- WORK REQUIRED -
Find every line in the records below that contains "pixels", and copy it.

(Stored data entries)
-- -- --

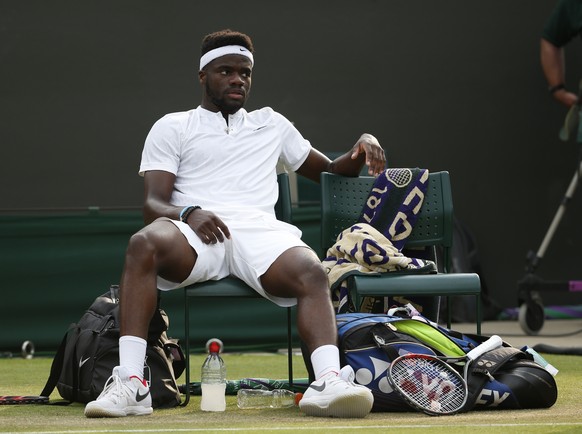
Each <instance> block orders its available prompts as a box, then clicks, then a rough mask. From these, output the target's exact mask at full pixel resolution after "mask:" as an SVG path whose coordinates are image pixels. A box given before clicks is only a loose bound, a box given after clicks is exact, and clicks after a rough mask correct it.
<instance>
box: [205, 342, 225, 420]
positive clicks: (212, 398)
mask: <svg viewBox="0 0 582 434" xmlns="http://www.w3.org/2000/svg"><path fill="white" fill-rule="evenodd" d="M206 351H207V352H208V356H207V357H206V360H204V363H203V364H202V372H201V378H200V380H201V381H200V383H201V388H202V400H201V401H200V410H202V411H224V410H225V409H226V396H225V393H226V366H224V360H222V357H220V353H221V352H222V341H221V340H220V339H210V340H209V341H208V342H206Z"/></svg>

-- -- --

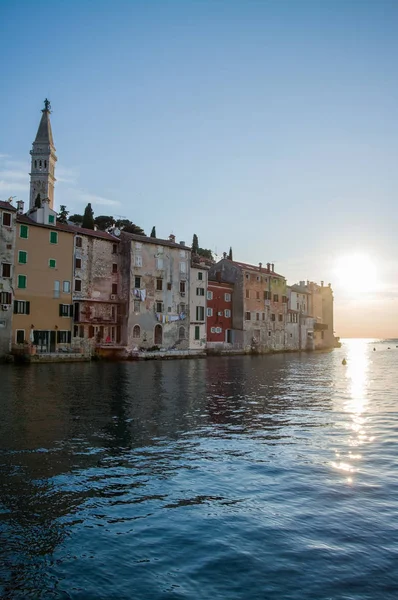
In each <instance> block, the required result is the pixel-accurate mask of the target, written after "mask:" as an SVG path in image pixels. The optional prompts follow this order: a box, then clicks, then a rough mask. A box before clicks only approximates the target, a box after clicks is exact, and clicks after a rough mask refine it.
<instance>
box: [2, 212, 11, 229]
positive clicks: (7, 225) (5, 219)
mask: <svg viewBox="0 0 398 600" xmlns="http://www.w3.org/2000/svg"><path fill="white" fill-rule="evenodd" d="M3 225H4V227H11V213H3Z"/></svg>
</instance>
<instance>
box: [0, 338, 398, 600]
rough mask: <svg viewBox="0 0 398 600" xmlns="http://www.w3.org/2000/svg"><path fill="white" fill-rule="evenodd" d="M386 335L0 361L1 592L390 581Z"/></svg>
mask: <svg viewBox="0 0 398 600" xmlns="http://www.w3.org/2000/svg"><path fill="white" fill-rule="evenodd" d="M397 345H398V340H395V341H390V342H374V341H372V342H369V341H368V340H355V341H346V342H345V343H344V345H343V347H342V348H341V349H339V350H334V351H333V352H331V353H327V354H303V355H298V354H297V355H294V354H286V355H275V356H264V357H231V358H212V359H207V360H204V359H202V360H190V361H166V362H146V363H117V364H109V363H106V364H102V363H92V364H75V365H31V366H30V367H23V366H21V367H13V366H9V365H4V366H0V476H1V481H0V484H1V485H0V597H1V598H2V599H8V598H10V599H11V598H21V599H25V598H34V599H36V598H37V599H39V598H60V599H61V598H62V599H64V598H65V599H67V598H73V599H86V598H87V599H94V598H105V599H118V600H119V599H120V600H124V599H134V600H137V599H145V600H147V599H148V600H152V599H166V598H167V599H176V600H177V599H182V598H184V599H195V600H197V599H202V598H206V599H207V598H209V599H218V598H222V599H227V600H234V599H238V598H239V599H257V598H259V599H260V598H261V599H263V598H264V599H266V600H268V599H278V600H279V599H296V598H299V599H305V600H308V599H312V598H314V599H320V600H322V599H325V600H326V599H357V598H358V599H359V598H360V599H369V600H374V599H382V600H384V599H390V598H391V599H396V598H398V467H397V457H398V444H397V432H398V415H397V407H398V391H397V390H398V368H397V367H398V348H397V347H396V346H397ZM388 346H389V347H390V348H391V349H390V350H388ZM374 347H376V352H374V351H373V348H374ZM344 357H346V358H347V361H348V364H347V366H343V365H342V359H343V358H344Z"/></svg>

-- -- --

- OUTPUT FOR THIS EXERCISE -
Each <instance> block orders its available prompts as a box, then clicks, then a rough mask. From these, output the target's exact mask at full pixel resolution after "mask:" as an SVG path whose coordinates are image pixels. A box given before clicks is only a loose bound, a box given after clicks is exact, and clicks after a rough mask correct it.
In each <instance> block, the required result is the pixel-accurate mask of the target, written after "mask:" as an SVG path in image pixels. The optional prompts follow this order: a box, then clicks, then a rough mask. A box before clicks only approximates the target, a box after clicks is exact, and clicks after a rough mask refine it.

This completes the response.